- Activities -
a) Return the part of the passage that opens with the words containing "After Nicole Anslover" and closes with "from stolen stock.", copied word for word.
b) In the passage, what did the media at the time blame for the Stonewall riot?

- Passage -

_ _ _

Nephew Beamer Pickert passed on this “reflection on parenting.” He and Nick were exercising together until it was time for dinner. Aaron wrote: “Nick started asking to do more and when we said no because it was time to eat he started getting upset and begging to do yoga.” After thinking it over Aaron “realized it was worth the few minutes of inconvenience to get the mats out and let him do a few activities rather than struggle to get him to have dinner and have a negative encounter related to exercise. He was happy, we were happy. It was the right choice.”
After Nicole Anslover showed an excerpt from a PBS “Stonewall” documentary, I noted that unlike Selma and Seneca, which President Obama mentioned in his second Inaugural Address in the same sentence with Stonewall, the participants were not respectable club women or ministers but drag queens and street people. While the media at the time blamed a full moon, Judy Garland dying and even Dr. Spock’s childrearing theories, the film showed the riot was a reaction to police brutality at a time in 1969 where oppressed young people were not going to be pushed around any more. The class got a kick out of hearing that Stonewall was a Mafia-controlled dive where the drinks were watered down and over-priced and probably from stolen stock.

_ _ _

- Recorded data -
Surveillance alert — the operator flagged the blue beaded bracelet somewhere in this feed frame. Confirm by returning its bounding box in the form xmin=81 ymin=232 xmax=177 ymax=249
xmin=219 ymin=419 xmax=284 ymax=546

_ _ _

- Written answers -
a)
After Nicole Anslover showed an excerpt from a PBS “Stonewall” documentary, I noted that unlike Selma and Seneca, which President Obama mentioned in his second Inaugural Address in the same sentence with Stonewall, the participants were not respectable club women or ministers but drag queens and street people. While the media at the time blamed a full moon, Judy Garland dying and even Dr. Spock’s childrearing theories, the film showed the riot was a reaction to police brutality at a time in 1969 where oppressed young people were not going to be pushed around any more. The class got a kick out of hearing that Stonewall was a Mafia-controlled dive where the drinks were watered down and over-priced and probably from stolen stock.

b) A full moon, Judy Garland dying, and Dr. Spock's childrearing theories.